▸ **Passage to read**:
--- START ---
“Conduct of Their Fathers”

K. Douglas Bassett

Jacob 2:35; 3:10; Moses 7:37; D&C 68:25; 93:40-50; Matt. 17:6; Psalm 78:8; refer in this text to 2 Ne. 4:6

“One of the greatest things a man can do for his children is to love his wife and let them know he loves her. A father has the responsibility to lead his family by desiring to have children, loving them, and by letting virtue garnish his thoughts unceasingly (see D&C 121:45). This is one of the great needs today.” (Ezra Taft Benson, God, Family, Country, p. 185)
“Husbands and wives who love each other will find that love and loyalty are reciprocated. This love will provide a nurturing atmosphere for the emotional growth of children. Family life should be a time of happiness and joy that children can look back on with fond memories and associations.” (Ezra Taft Benson, Conference Report, Oct. 1982, p. 59)
“We are actively engaged in teaching fathers to be compassionate fathers, and mothers full-time mothers in the home. Fathers are commanded to take the lead in all spiritual matters. We encourage parents to teach their children fundamental spiritual principles that will instill faith in God, faith in their family, and faith in their country. We plead with parents to spend time with their children, both in teaching them and in building positive relationships. These are the things that create and foster strong family units and a stable society.” (Ezra Taft Benson, BYU, June 29, 1986)
“In the past twenty years, as homes and families have struggled to stay intact, sociological studies reveal this alarming fact: much of the crime and many of the behavioral disorders in the United States come from homes where the father has abandoned the children. In many societies the world over, child poverty, crime, drug abuse, and family decay can be traced to conditions where the father gives no male nurturing… . We need to honor the position of the father as the primary provider for physical and spiritual support. I state this with no reluctance because the Lord has revealed that this obligation is placed upon husbands… . (D&C83:2, 4; 84:99; 29:48). No one would doubt that a mother’s influence is paramount … . Fathers seem best equipped to prepare children to function in the environment outside the family. One authority states, ‘Studies show that fathers have a special role to play in building a child’s self-respect. They are important, too, in ways we really don’t understand, in developing internal limits and controls in children.’ He continues, ‘Research also shows that fathers are critical in establishment of gender in children. Interestingly, fatherly involvement produces stronger sexual identity and character in both boys and girls. It is well established that the masculinity of sons and the femininity of daughters are each greater when fathers are active in family life’ (Karl Zinsmeister, ‘Do Children Need Fathers?’ Crises, Oct. 1992)… . I urge the husbands and fathers of this church to be the kind of a man your wife would not want to be without.” (James E. Faust, Ensign, May 1993, pp. 35-36)
--- END ---
▸ **The tasks**:
(a) In the quotations on fathers, what does Ezra Taft Benson call one of the greatest things a man can do for his children?
(b) Write a continuation of the quotations on fathers, picking up after the last one shown.

▸ **Given records**:
--- START ---
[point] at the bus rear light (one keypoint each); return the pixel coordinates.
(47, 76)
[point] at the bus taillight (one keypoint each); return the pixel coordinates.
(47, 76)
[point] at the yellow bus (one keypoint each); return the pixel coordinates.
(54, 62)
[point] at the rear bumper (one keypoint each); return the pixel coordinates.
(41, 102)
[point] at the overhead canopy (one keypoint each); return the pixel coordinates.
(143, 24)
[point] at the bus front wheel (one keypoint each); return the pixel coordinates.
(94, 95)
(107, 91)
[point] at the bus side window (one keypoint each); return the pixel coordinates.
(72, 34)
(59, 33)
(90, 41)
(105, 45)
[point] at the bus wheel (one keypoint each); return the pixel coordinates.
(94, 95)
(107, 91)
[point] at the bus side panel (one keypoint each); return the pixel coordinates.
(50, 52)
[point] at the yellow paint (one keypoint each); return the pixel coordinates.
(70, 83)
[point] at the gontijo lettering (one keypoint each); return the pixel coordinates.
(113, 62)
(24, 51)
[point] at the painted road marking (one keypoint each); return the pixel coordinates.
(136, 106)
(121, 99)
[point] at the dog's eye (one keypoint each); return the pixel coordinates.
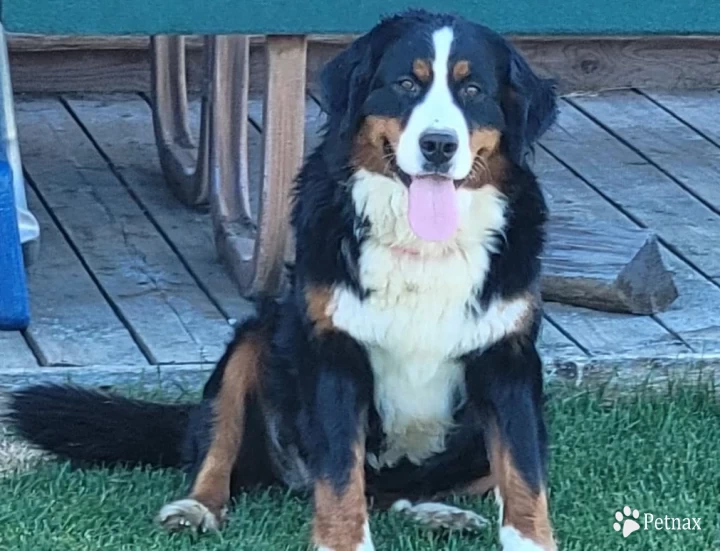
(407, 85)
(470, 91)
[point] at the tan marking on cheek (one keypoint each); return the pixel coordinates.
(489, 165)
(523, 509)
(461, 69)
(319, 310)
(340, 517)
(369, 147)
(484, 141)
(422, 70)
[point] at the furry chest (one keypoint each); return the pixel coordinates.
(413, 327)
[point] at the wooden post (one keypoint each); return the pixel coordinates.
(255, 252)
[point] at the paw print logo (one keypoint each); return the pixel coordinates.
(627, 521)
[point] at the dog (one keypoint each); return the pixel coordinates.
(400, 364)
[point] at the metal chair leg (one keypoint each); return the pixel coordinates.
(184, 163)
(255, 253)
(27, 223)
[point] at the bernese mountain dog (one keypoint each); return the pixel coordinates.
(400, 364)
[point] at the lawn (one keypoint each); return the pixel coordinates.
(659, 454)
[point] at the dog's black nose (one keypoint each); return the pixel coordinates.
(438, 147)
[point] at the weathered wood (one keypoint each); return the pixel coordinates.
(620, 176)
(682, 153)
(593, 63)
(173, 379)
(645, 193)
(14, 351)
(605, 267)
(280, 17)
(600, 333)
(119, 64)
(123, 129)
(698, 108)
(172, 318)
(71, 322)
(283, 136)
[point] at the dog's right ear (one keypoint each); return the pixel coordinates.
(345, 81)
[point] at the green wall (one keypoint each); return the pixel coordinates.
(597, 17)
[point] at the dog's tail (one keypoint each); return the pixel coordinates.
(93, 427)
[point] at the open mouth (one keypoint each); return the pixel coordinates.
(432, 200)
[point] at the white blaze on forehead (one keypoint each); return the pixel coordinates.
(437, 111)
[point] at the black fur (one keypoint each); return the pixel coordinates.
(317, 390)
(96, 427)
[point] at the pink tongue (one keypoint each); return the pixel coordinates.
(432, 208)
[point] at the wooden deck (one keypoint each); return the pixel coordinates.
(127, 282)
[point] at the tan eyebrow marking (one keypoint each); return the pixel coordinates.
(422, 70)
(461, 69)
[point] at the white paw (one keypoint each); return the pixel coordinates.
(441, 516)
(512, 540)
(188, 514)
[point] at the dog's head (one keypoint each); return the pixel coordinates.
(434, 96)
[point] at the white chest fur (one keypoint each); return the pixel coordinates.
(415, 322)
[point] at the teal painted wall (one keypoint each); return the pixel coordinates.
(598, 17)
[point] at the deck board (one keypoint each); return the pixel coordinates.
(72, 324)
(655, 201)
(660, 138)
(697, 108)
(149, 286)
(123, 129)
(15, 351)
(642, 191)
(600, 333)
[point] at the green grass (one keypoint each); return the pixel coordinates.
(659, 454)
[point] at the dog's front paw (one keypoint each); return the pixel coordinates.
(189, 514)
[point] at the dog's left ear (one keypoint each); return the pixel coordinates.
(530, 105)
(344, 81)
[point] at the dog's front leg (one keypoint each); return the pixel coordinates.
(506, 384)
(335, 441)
--- END ---
--- START ---
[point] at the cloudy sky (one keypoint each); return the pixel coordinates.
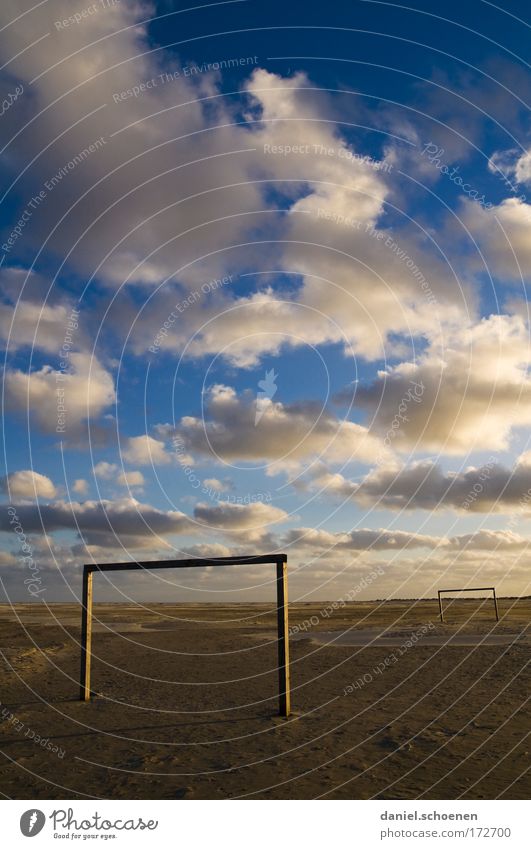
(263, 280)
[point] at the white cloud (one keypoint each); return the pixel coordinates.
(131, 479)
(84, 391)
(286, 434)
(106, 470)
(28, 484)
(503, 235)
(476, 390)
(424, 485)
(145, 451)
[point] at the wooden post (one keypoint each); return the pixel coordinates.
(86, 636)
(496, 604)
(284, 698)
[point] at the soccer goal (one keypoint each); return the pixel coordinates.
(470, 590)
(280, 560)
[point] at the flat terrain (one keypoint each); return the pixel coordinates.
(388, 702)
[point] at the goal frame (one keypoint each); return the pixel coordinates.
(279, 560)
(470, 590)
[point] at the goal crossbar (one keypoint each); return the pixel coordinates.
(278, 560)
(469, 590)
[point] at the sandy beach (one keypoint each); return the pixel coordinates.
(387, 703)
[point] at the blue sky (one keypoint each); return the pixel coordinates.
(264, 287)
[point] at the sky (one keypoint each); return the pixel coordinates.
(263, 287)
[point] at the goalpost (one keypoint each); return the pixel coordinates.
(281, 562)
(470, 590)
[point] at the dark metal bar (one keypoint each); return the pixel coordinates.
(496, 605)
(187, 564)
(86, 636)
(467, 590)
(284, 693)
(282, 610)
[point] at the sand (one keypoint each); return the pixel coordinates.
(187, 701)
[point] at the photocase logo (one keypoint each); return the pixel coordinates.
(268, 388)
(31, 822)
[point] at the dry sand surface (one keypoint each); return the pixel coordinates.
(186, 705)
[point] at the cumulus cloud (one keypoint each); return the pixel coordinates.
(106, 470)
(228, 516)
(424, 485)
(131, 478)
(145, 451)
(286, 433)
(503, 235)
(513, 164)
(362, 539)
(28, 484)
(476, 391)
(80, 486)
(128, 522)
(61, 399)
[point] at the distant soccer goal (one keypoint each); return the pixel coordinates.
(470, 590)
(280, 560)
--- END ---
▸ **Responses per task**:
(a) To love his wife and let them know he loves her.

(b)
“Fathers, if you wish your children to be taught in the principles of the gospel, … if you wish them to be obedient and united with you, love them! and prove to them that you love them by your every word or act to them… . However wayward they might be, … when you speak or talk to them, do it not in anger; do it not harshly, in a condemning spirit. Speak to them kindly… . Use no lash and no violence but … approach them with reason, with persuasion and love unfeigned. With this means, if you cannot gain your boys and girls, … there will be no means left in the world by which you can win them to yourselves.” (Joseph F. Smith, Liahona, The Elders’ Journal, Oct. 17, 1911, pp. 260-261)
“You adult brethren, may I suggest an ‘I will’ for us … It is I will resolve that the leadership of family will be my most important and sacred responsibility; and I will not leave the teaching and governance of my family to society, to the school, or the the Church… . Perhaps you have heard some say, ‘I am so busy with living and providing that I have little time to devote to my family, but I make an effort to see that my limited time is quality time.’ Brethren, this type of rationalization is severely flawed. Effective family leadership requires both quantity and quality time… . May we never be too busy to do the things that mater most; to preside in righteousness in our homes… .” (H. David Burton, Ensign, Nov. 1995, pp. 44-45)
“When my wife and I were first married, my parents lived in another state… . We decided to go visit them… . After sundown, with two hours of travel still to go, we decided to play a game… . We said to the small boy in back, ‘Let’s play hide-and-seek.’ … We said, ‘Close your eyes and don’t open them until we call you.’ A front-seat passenger would crouch down in the seat and 10 or 15 seconds later would call, ‘Okay.’ Our son would bound over the seat and say, ‘Aha, I found you!’ We would say, … ‘Close your eyes again.’ A minute or more would go by. Then we would call, and again he would energetically climb over the seat to find us. Finally we said, … ‘Close your eyes and we will call you.’ … We drove along in silence… . We must have traveled 15 miles before we began to whisper quiet congratulations to ourselves on the success of our devious game. Then, from out of the backseat, came the sobbing voice of a heartbroken little boy. ‘You didn’t call me, and you said you would.’ ‘You didn’t do what you agreed to do.’ What a terrible accusation… . We knew that we could never play that game again.” (F. Burton Howard, Ensign, Nov. 1995, p. 53)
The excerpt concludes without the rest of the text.